*TASKS TO PERFORM*:
a) In the article on computer vision predictions below, what does vision AI do at the entrances of buildings, according to the example given?
b) Do the following statements agree with the article on computer vision predictions below? Answer yes or no for each, and quote the words of the article that decide it.
(i) The article expects 2022 to bring consolidation across vision AI products.
(ii) The article says humans will stop being the intelligence behind this work.
(iii) The article gives detecting early warnings of fire in the mountains of California as a use case.

*STUDY TEXT*:
========================================================================

Predictions For A Year Of Pivotal Growth For Computer Vision
Carlos Anchia, Co-Founder and CEO at Plainsight
As we conclude 2021, the arrival of Omicron suggests that an evolving version of the pandemic is an ongoing reality. As it has been said many times, in many ways, this is the new normal. Over these last two years, the adoption of computer vision has accelerated, in part, because of its ability to take on pandemic-related challenges such as monitoring social distancing in public places and ensuring COVID-related cleaning and PPE compliance. Enterprises are also deploying vision AI models to automate and improve analysis of video-driven business processes like defect detection in manufacturing, traceability in supply chains, livestock management in agriculture, task optimization in warehouses, automation in restaurant drive-thrus, and shopper personalization in retail.
Humans will continue to be the intelligence behind a lot of this work, but we will enhance human capabilities with the accuracy of machines with machine learning for work that is prone to human error. Businesses will choose to run operations leveraging cameras to optimize employee placement and assignments to mitigate exposure to physical or mental risks. For example, vision AI confirms and helps enforce masking compliance at the entrances of buildings. It can also detect and alert to workplace hazards to protect workers and reduce workplace injury.
Looking ahead, here are three predictions for 2022:
If 2021 was the year of investments in vision AI, we expect 2022 to be the next phase of industry maturity and consolidation across products. Several specialized product companies will come together to form end-to-end platforms that simplify the application and rapid iteration of vision AI solutions. While the use of video cameras to capture real-world information has been around for years, we’ve optimized the value of this unblinking, consistent data source by integrating visual data with AI intelligence for accurate, real-time, actionable insights.
Second, conversations around ethical AI and ethical data analytics have attracted tremendous attention from the public. We will see greater conversation between AI companies, academia, and policymakers to come to an agreement on an ethical framework for the use of AI. There are two purposes to seeing this through. First, having a common regulatory benchmark for AI will allow businesses to feel confident that they are using AI ethically, and second, it builds accountability for AI companies to minimize bias.
Third, we will continue to be amazed by the innovative use of vision AI. This year, in agriculture alone, cameras and vision AI models were used for everything from identifying individual cows to counting sheep, to tracking animal health, to harvesting robots, to identifying pests and predicting farm production yields.
We expect to see an increased application of vision AI in the world not currently monitored by pre-installed cameras. For example, use cases include installation in the mountains of California to detect early warnings of fire, to cities leveraging vision AI to better assess traffic and congestion conditions.
Vision AI is one of the most exciting areas of technology due to its ability to help businesses and organizations manage and take advantage of the valuable insights hidden within the explosion of images, video, and other rich media. Companies and governments are betting big on Vision AI because of its potential to see beyond the surface; with one caveat, we should commit to developing this technology responsibly using inclusive teams and ethical guidelines.

========================================================================

*GIVEN INFORMATION*:
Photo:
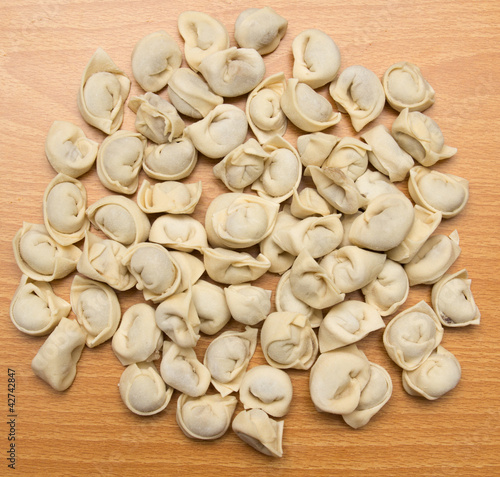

========================================================================

*SOLUTIONS PER TASK*:
a) It confirms and helps enforce masking compliance.

b)
(i) Yes: "we expect 2022 to be the next phase of industry maturity and consolidation across products"
(ii) No: "Humans will continue to be the intelligence behind a lot of this work"
(iii) Yes: "installation in the mountains of California to detect early warnings of fire"